* _Written problem_
Copy the records below line for line, with no changes.

Raw records:

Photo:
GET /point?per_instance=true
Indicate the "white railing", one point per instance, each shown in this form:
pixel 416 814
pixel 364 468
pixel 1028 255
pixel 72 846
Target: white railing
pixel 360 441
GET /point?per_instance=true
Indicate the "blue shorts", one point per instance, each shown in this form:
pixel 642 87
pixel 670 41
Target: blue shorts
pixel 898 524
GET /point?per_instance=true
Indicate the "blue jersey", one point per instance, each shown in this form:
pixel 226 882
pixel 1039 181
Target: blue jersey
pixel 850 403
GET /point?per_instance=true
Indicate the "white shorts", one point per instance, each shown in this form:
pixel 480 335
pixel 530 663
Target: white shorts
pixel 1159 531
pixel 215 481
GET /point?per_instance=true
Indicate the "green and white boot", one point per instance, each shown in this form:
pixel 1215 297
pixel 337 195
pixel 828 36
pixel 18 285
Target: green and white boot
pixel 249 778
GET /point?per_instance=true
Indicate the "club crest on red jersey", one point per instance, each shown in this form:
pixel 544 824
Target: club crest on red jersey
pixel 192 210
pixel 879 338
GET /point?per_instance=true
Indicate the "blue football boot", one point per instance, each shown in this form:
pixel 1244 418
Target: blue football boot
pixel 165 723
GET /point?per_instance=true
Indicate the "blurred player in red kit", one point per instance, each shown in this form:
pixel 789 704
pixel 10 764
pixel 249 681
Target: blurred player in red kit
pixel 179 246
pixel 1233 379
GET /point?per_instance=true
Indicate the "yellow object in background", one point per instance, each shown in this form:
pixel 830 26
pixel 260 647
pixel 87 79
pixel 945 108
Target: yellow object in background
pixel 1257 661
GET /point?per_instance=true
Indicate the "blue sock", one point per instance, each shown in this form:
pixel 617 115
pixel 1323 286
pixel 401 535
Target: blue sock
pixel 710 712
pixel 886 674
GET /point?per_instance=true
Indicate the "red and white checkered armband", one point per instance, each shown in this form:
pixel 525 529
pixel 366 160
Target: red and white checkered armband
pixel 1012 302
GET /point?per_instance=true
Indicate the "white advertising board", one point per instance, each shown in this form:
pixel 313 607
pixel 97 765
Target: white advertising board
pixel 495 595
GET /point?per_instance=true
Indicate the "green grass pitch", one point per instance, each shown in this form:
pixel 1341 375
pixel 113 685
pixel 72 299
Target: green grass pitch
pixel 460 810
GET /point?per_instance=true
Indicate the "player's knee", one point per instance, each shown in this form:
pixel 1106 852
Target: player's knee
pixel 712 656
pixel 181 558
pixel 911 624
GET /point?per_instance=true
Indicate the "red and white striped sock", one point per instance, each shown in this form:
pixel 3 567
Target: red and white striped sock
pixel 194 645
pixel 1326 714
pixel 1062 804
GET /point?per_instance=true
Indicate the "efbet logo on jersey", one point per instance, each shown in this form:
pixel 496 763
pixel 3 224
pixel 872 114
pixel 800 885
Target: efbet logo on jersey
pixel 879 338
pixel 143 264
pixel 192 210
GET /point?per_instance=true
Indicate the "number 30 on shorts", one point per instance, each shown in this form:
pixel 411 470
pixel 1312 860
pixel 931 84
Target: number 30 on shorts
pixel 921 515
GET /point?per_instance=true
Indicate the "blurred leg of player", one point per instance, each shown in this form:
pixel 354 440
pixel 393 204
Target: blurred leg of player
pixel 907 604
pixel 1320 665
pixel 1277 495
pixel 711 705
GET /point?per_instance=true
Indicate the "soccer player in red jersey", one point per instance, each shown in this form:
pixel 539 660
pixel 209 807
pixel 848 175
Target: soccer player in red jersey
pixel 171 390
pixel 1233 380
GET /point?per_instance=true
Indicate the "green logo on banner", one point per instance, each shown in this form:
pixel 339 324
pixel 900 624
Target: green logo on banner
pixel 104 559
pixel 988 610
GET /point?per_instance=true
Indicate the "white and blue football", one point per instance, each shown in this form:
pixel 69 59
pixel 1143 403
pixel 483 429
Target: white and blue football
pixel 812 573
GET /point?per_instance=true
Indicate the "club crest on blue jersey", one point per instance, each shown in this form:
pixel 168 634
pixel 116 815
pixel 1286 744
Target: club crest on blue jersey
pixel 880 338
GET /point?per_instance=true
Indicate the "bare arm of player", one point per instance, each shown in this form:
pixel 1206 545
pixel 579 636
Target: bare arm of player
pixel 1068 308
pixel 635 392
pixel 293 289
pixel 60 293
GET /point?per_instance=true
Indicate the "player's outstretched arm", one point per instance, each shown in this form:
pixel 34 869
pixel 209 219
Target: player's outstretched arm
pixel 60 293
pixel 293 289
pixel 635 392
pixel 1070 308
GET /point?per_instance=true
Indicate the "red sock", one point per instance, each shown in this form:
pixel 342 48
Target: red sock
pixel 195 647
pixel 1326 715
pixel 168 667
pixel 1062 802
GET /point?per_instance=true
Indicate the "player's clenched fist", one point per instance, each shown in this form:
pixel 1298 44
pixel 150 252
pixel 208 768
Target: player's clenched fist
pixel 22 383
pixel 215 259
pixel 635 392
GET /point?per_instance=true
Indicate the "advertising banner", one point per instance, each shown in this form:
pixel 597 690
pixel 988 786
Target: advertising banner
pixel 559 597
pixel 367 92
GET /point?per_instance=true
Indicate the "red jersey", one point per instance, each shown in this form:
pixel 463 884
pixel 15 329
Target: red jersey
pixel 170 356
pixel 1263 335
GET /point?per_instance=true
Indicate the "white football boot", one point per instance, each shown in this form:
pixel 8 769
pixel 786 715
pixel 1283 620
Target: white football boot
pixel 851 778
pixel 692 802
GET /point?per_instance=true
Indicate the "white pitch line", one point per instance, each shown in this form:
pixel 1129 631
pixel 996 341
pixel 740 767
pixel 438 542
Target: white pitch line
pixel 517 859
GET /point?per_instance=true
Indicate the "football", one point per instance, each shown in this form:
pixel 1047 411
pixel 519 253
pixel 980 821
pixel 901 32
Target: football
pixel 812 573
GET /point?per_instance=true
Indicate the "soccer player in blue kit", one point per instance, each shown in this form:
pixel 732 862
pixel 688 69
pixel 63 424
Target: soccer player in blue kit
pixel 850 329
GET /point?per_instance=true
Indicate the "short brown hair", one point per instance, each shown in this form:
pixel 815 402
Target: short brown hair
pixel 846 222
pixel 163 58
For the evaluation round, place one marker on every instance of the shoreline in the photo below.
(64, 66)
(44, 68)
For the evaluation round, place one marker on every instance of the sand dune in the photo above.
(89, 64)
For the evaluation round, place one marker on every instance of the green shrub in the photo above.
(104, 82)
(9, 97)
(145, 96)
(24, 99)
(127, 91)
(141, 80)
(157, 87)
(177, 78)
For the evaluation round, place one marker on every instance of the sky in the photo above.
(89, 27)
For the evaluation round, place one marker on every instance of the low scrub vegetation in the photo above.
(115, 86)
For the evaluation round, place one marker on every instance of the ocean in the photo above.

* _Reply to the exercise_
Photo:
GET /point?per_instance=true
Indicate the "white railing", one point per instance, each shown in this form:
pixel 416 814
pixel 364 468
pixel 1028 255
pixel 72 846
Target: white railing
pixel 360 441
GET /point?per_instance=true
Indicate the "blue shorts", one point per instance, each shown in this form:
pixel 642 87
pixel 670 41
Target: blue shorts
pixel 898 524
GET /point?per_instance=true
Indicate the "blue jersey", one point per instance, each shown in this form:
pixel 226 882
pixel 1039 181
Target: blue jersey
pixel 850 403
GET /point?per_instance=true
Indicate the "white shorts", one point per instance, each shown in this form:
pixel 480 335
pixel 530 663
Target: white shorts
pixel 1159 531
pixel 215 481
GET /point?per_instance=true
Indicate the "green and white boot", one point per instance, each shown in this form:
pixel 1215 297
pixel 337 195
pixel 828 36
pixel 18 285
Target: green and white boot
pixel 249 778
GET /point?per_instance=true
Indicate the "club crest on red jersey", one point per instance, each shown in this form:
pixel 544 824
Target: club crest on red jersey
pixel 192 210
pixel 879 338
GET /point?per_instance=true
Indicate the "blue football boot", one point per instance, each shown in this form:
pixel 1244 418
Target: blue football boot
pixel 165 723
GET /point?per_instance=true
Indicate the "blurred player in red kit", one point per instance, each shown in this form:
pixel 789 704
pixel 10 764
pixel 249 681
Target: blurred player in red kit
pixel 179 246
pixel 1233 379
GET /point?per_instance=true
Indicate the "yellow object in background", one point per instance, each shown in this form:
pixel 830 26
pixel 260 647
pixel 87 79
pixel 945 108
Target: yellow object in background
pixel 1257 661
GET /point?per_instance=true
Indicate the "blue sock", one point per instance, each shown in this form:
pixel 617 115
pixel 1323 286
pixel 401 535
Target: blue sock
pixel 710 712
pixel 886 674
GET /point?per_instance=true
Indicate the "red and white checkered armband", one point per instance, each shown in this form:
pixel 525 529
pixel 366 160
Target: red and white checkered armband
pixel 1012 302
GET /point?per_instance=true
Indicate the "white advertising board", one point per instance, each shown in this form:
pixel 313 607
pixel 97 765
Target: white advertising board
pixel 495 595
GET /point?per_instance=true
Indicate the "green grass pitch", one point per instance, each shown in this form:
pixel 1341 375
pixel 113 685
pixel 72 299
Target: green grass pitch
pixel 460 810
GET /point?per_instance=true
Indicate the "player's knee", one point per instance, each shown in this form:
pixel 1106 852
Target: player's knee
pixel 712 656
pixel 181 558
pixel 911 624
GET /point?per_instance=true
Indicate the "red and white striped sock", one point per instance, each shown in this form:
pixel 3 567
Target: red and white striped sock
pixel 194 645
pixel 1326 714
pixel 1062 804
GET /point?per_instance=true
Indicate the "efbet logo on jersey", one point per instance, each shown in this form:
pixel 496 763
pixel 3 224
pixel 872 114
pixel 800 885
Target: efbet logo on jersey
pixel 879 338
pixel 143 264
pixel 192 210
GET /point?per_instance=true
Indicate the "number 30 on shorts", one point per instance, each shown in this form:
pixel 411 470
pixel 1312 860
pixel 931 84
Target: number 30 on shorts
pixel 921 515
GET /point?per_instance=true
Indicate the "blurred leg of player", one point per instance, each shown in this form:
pixel 354 440
pixel 393 204
Target: blurred leg of player
pixel 907 604
pixel 1320 665
pixel 1277 495
pixel 711 705
GET /point?per_instance=true
Indicate the "soccer player in red jersey", one point per instance, each shown in this form:
pixel 539 660
pixel 209 807
pixel 848 175
Target: soccer player in red jersey
pixel 171 390
pixel 1233 380
GET /point?per_instance=true
Indicate the "green logo on banner", one point per instance, each shown in this form:
pixel 339 324
pixel 900 624
Target: green logo on banner
pixel 104 559
pixel 988 610
GET /point?per_instance=true
Indicate the "white and blue football", one point per instance, each shown in this form:
pixel 69 59
pixel 1143 403
pixel 483 429
Target: white and blue football
pixel 812 573
GET /point?per_instance=true
Indicate the "club crest on blue jersey", one point per instance, each shown in this form:
pixel 168 634
pixel 116 815
pixel 1286 744
Target: club crest on blue jersey
pixel 880 338
GET /point?per_instance=true
Indicate the "bare arm of player", one point per instance, each shown in this form:
pixel 1206 545
pixel 579 636
Target: bare arm of player
pixel 1068 308
pixel 635 392
pixel 293 289
pixel 60 293
GET /point?per_instance=true
Indicate the "player's outstretched arm", one point per instance, each shown in this form:
pixel 34 869
pixel 209 219
Target: player's outstretched arm
pixel 60 293
pixel 293 289
pixel 635 392
pixel 1070 308
GET /point?per_instance=true
Indicate the "red sock", one point per instance, each shown in this form:
pixel 342 48
Target: red sock
pixel 195 647
pixel 1326 715
pixel 168 667
pixel 1062 802
GET /point?per_instance=true
Indicate the "player's clenched fist", one point per instance, each shown in this form:
pixel 1298 44
pixel 150 252
pixel 208 768
Target: player's clenched fist
pixel 22 383
pixel 215 259
pixel 635 392
GET /point?per_instance=true
Indicate the "advertising banner", one point per instance, each shown in this form:
pixel 597 690
pixel 988 786
Target: advertising banner
pixel 559 597
pixel 367 92
GET /point?per_instance=true
Indicate the "red jersey", one point per instance, each shown in this form:
pixel 463 884
pixel 15 329
Target: red jersey
pixel 170 356
pixel 1263 335
GET /point?per_instance=true
Indicate the "white football boot", one point per instance, each shown in this form:
pixel 8 769
pixel 786 715
pixel 1283 620
Target: white football boot
pixel 851 778
pixel 692 802
GET /point?per_instance=true
Indicate the "white pitch line", one point per instance, each shown in this form:
pixel 1129 631
pixel 996 341
pixel 740 767
pixel 438 542
Target: white pitch line
pixel 517 859
GET /point?per_instance=true
Indicate the "football", one point per instance, each shown in this form:
pixel 1047 411
pixel 519 253
pixel 980 821
pixel 901 32
Target: football
pixel 812 573
GET /point?per_instance=true
Indicate the "soccer player in blue kit", one point per instance, each shown in this form:
pixel 732 862
pixel 688 69
pixel 63 424
Target: soccer player in blue kit
pixel 850 329
GET /point?per_instance=true
Indicate the "short brown hair", one point per instance, each shown in this form:
pixel 815 402
Target: short brown hair
pixel 846 222
pixel 163 58
For the evaluation round, place one marker on every instance of the shoreline in the photo below.
(64, 66)
(44, 68)
For the evaluation round, place one marker on every instance of the sand dune in the photo above.
(89, 64)
For the evaluation round, place one marker on every instance of the green shrub in the photo above.
(104, 82)
(9, 97)
(145, 96)
(24, 99)
(127, 91)
(141, 80)
(157, 87)
(177, 78)
For the evaluation round, place one marker on every instance of the sky in the photo above.
(89, 27)
For the evaluation round, place one marker on every instance of the low scrub vegetation in the photo above.
(115, 86)
For the evaluation round, place one marker on every instance of the ocean in the photo above.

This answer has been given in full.